[Work required]
Transcribe every one of the entries below verbatim, omitting the pictures from the transcription.

[Dataset rows]
──────────

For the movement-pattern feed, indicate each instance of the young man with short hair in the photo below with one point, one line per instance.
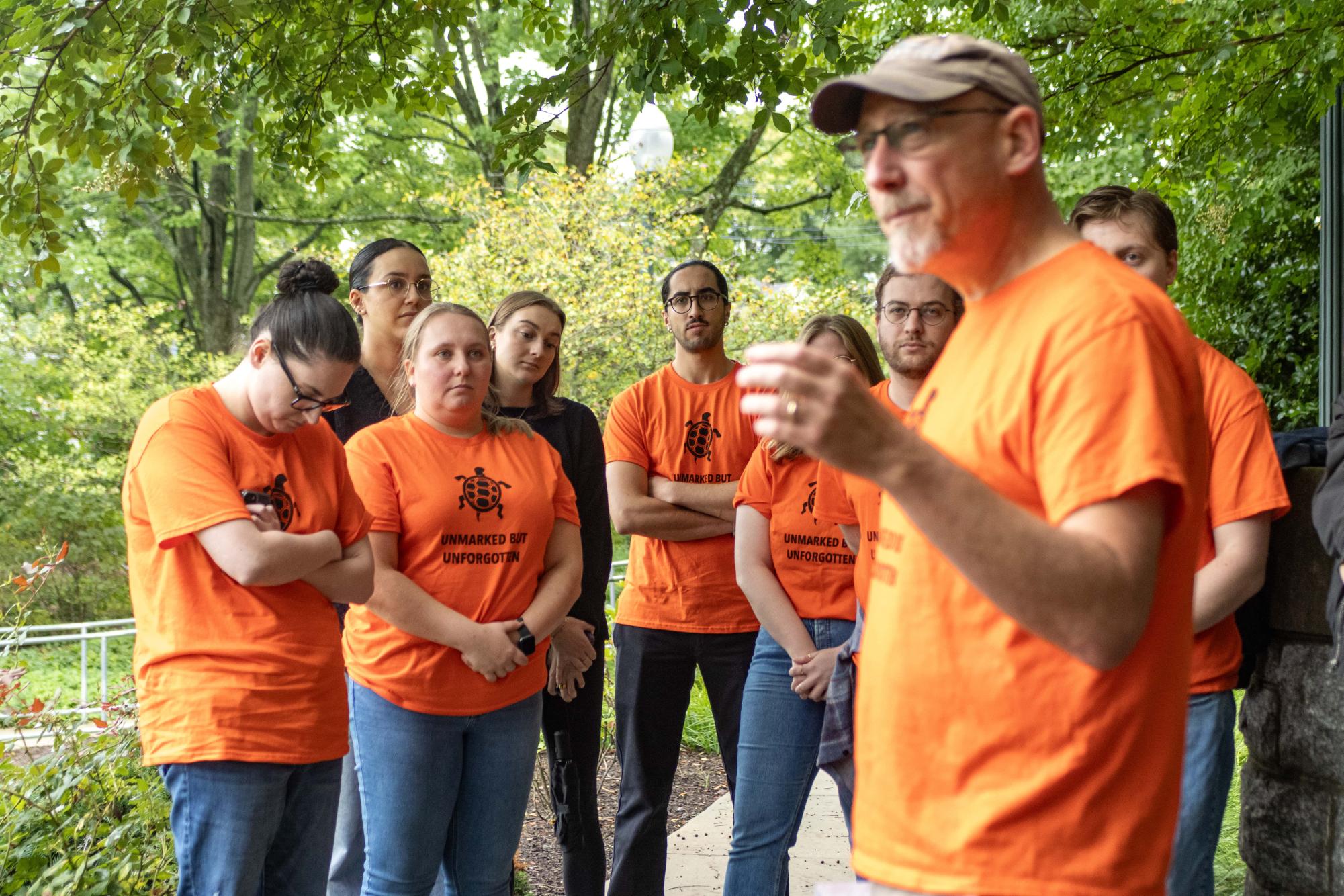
(1020, 718)
(676, 444)
(914, 316)
(1245, 492)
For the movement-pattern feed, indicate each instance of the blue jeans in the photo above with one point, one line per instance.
(777, 764)
(441, 792)
(1210, 761)
(252, 828)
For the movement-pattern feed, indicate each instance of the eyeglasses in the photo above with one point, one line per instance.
(906, 138)
(929, 315)
(706, 299)
(398, 288)
(307, 402)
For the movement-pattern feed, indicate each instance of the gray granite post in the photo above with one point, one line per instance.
(1292, 824)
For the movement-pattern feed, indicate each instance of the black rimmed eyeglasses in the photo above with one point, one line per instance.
(905, 138)
(929, 315)
(307, 402)
(706, 299)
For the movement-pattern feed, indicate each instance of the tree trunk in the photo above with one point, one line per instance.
(588, 96)
(721, 191)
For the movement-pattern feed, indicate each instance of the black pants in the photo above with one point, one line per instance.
(573, 734)
(655, 672)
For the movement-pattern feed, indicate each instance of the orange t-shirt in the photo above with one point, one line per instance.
(811, 559)
(472, 519)
(988, 760)
(686, 433)
(844, 499)
(226, 671)
(1243, 482)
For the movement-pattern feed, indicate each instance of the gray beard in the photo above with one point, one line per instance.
(699, 343)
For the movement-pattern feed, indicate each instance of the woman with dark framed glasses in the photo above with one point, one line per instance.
(389, 287)
(242, 530)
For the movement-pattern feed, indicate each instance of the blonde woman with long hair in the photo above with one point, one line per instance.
(797, 574)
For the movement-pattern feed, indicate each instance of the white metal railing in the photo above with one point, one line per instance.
(17, 637)
(615, 580)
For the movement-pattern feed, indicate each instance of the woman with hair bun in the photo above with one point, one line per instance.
(478, 561)
(242, 530)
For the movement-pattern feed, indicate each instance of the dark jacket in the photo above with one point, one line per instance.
(1328, 517)
(574, 433)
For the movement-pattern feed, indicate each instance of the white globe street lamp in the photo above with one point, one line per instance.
(651, 139)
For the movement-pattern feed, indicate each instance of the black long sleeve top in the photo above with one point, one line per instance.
(574, 433)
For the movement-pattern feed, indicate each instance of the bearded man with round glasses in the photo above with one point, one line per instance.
(676, 445)
(1020, 713)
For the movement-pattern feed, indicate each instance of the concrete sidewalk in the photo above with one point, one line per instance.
(698, 852)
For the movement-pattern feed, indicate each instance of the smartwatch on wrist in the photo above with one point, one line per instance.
(526, 641)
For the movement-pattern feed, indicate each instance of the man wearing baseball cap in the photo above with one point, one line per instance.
(1020, 717)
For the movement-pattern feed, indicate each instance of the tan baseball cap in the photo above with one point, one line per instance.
(929, 68)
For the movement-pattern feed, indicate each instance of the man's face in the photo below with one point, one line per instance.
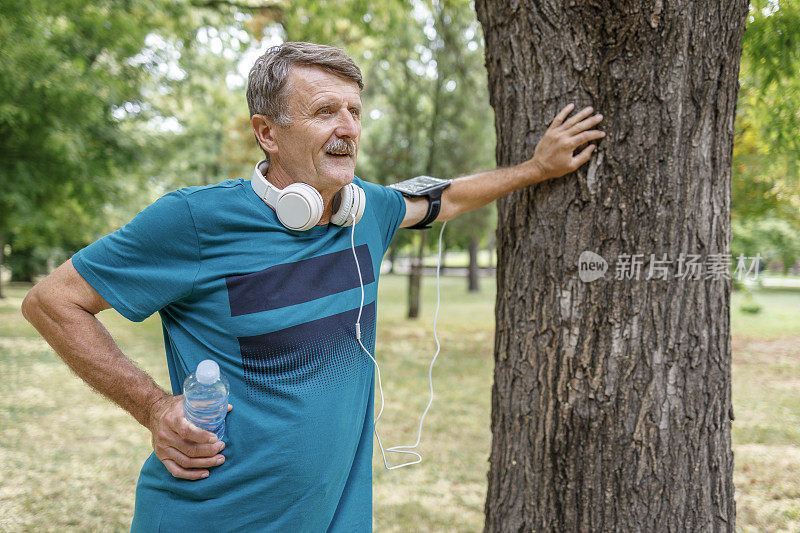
(326, 116)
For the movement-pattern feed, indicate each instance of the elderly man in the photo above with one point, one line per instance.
(259, 275)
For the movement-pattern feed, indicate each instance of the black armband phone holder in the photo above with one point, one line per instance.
(424, 187)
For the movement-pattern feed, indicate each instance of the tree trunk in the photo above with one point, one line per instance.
(473, 270)
(415, 278)
(611, 406)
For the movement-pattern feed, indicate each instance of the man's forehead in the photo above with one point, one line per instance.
(307, 83)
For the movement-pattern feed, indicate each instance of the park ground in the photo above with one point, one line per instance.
(71, 459)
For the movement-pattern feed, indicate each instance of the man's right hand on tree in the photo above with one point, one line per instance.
(185, 450)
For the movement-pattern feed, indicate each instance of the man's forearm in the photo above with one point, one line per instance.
(89, 350)
(476, 190)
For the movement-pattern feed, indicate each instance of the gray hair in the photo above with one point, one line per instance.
(266, 84)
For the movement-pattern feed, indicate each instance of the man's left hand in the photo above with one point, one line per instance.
(553, 155)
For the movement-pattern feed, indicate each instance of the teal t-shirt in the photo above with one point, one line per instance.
(276, 309)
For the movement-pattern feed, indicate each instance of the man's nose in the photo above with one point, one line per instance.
(348, 125)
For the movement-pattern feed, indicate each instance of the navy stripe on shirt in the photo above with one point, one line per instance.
(298, 282)
(307, 356)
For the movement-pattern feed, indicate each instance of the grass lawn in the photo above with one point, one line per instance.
(71, 459)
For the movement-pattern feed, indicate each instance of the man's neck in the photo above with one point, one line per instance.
(281, 179)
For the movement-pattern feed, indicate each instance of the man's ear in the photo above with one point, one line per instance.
(264, 130)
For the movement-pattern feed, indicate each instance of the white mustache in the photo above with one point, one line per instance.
(342, 145)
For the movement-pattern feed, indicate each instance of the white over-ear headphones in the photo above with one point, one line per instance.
(299, 206)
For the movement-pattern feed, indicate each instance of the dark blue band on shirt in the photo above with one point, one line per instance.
(306, 356)
(298, 282)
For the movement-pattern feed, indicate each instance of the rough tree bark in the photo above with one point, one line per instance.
(611, 408)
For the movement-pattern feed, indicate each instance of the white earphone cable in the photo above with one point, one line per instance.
(398, 449)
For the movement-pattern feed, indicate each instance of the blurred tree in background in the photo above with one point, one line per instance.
(766, 154)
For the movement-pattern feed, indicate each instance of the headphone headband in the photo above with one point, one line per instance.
(299, 206)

──────────

[Reply]
For the movement-pattern feed, indicate each instance of the young man with short hair in the photo below with one point, one line per instance.
(1020, 718)
(676, 444)
(914, 316)
(1245, 492)
For the movement-pattern feed, indicate each instance of the blue jeans in the photo above with one point, one line per instance.
(777, 764)
(441, 792)
(1210, 761)
(252, 828)
For the movement-pattern feed, indicate each instance of the eyeglasses in the photo above with one point, one line per instance.
(906, 138)
(929, 315)
(706, 299)
(398, 288)
(307, 402)
For the movement-pattern feed, indicate each instance of the gray granite post in the photo above with one point, one line per instance.
(1292, 824)
For the movement-pattern feed, indicate each instance of the black rimmed eyeglasses in the photo above with one point, one line per instance.
(905, 138)
(929, 315)
(307, 402)
(706, 299)
For the movement-pattern feed, indicate each instance of the tree trunk in the photo above with one point, one line per instance.
(588, 96)
(721, 191)
For the movement-pattern feed, indicate each instance of the black pants in the photo above with one point, one line per instance.
(573, 734)
(655, 672)
For the movement-pattern feed, indicate each instance of the orange t-shirt in the photo above with one point, one line per instance.
(811, 559)
(472, 519)
(988, 760)
(686, 433)
(844, 499)
(226, 671)
(1243, 482)
For the movement-pattern feed, indicate each instance of the gray beard in the photo above with one point, one line per instance.
(699, 343)
For the movement-pattern feed, indicate each instance of the woman with dark framed glasses in the photo above with one point, one line per instance.
(389, 287)
(242, 530)
For the movement-pattern feed, indicate each instance of the blonde woman with long hair in the photo above with one point, one line per instance.
(797, 574)
For the movement-pattern feed, indicate each instance of the white metal railing in the photo above with one point, one line per instance.
(17, 637)
(615, 580)
For the movement-pattern feed, indicate each instance of the woman with hair bun in the photo above with one point, one line per instance.
(478, 561)
(242, 530)
For the movement-pattern feed, indicate each instance of the dark jacket in the photo above with one point, one line per instance.
(1328, 517)
(574, 433)
For the movement-pattern feed, indicate each instance of the white globe street lamp in the photo above with one point, one line per instance.
(651, 139)
For the movement-pattern feed, indicate each instance of the black long sleeve top in the photo above with one point, one line per instance.
(574, 433)
For the movement-pattern feed, indicate each instance of the bearded man with round glasses in the photo above with one point, one line per instance.
(676, 445)
(1020, 713)
For the movement-pattern feed, indicate each instance of the concrete sidewalk in the photo above with one point, one line per instance.
(698, 852)
For the movement-pattern feed, indicate each instance of the smartwatch on wrist in the photo above with one point, one line per instance.
(526, 641)
For the movement-pattern feed, indicate each instance of the man wearing baseball cap in the photo above with one point, one line per instance.
(1020, 717)
For the movement-pattern feed, indicate each instance of the tan baseball cap in the photo above with one point, one line per instance.
(929, 68)
For the movement-pattern feed, indicate each instance of the man's face in the photo below with one point, one line per instance.
(326, 116)
For the movement-pattern feed, indicate each instance of the elderly man in the photo above with one point, one line per instance.
(259, 275)
For the movement-pattern feed, indicate each instance of the black armband phone holder in the photo above with one point, one line per instance.
(424, 187)
For the movement-pattern feed, indicate each instance of the tree trunk in the photo above with one point, one line per instance.
(473, 270)
(415, 278)
(611, 406)
For the movement-pattern feed, indicate each instance of the man's forehead in the photo above with one point, one line per instance.
(307, 83)
For the movement-pattern feed, indicate each instance of the park ground in the photo above with one point, one line per instance.
(71, 459)
For the movement-pattern feed, indicate each instance of the man's right hand on tree in the photo above with one point, one line per instance.
(185, 450)
For the movement-pattern feed, indicate each instance of the man's forearm in the photo above with one point, one line per instance.
(89, 350)
(476, 190)
For the movement-pattern feed, indicate each instance of the gray hair in the photo above with one point, one line per instance.
(266, 84)
For the movement-pattern feed, indicate each instance of the man's left hand in the photo above with one point, one line per instance.
(553, 155)
For the movement-pattern feed, indicate each instance of the teal t-shirt in the photo above with one point, one line per instance.
(276, 309)
For the movement-pattern feed, indicate each instance of the man's nose in the photo above with one point, one line per instance.
(348, 125)
For the movement-pattern feed, indicate each instance of the navy stripe on shirt in the photo above with one point, one line per instance.
(298, 282)
(307, 356)
For the movement-pattern feed, indicate each instance of the grass lawn in the photo above with one point, one line per instance.
(71, 459)
For the movement-pattern feed, indicate each instance of the man's neck in the photo above with one point, one line per instance.
(281, 179)
For the movement-pattern feed, indicate each instance of the man's ear in the photo above with one point, one line per instance.
(264, 130)
For the movement-pattern feed, indicate each instance of the white mustache in the photo above with one point, one line per instance.
(342, 145)
For the movement-pattern feed, indicate each instance of the white over-ear headphones in the photo above with one point, one line per instance.
(299, 206)
For the movement-pattern feed, indicate each instance of the dark blue band on shirt in the photo above with one point, one line per instance.
(306, 356)
(298, 282)
For the movement-pattern feed, indicate each instance of the rough tree bark in the photo above with one point, one line per instance.
(611, 408)
For the movement-pattern feed, indicate each instance of the white earphone cable in the photo above with one point, one line per instance.
(398, 449)
For the movement-pattern feed, indicate each instance of the blurred tree in background in the photo above with one point, one line per instance.
(766, 154)
For the movement-pattern feed, indicate each instance of the headphone headband in the photo above with one point, one line per instance.
(299, 206)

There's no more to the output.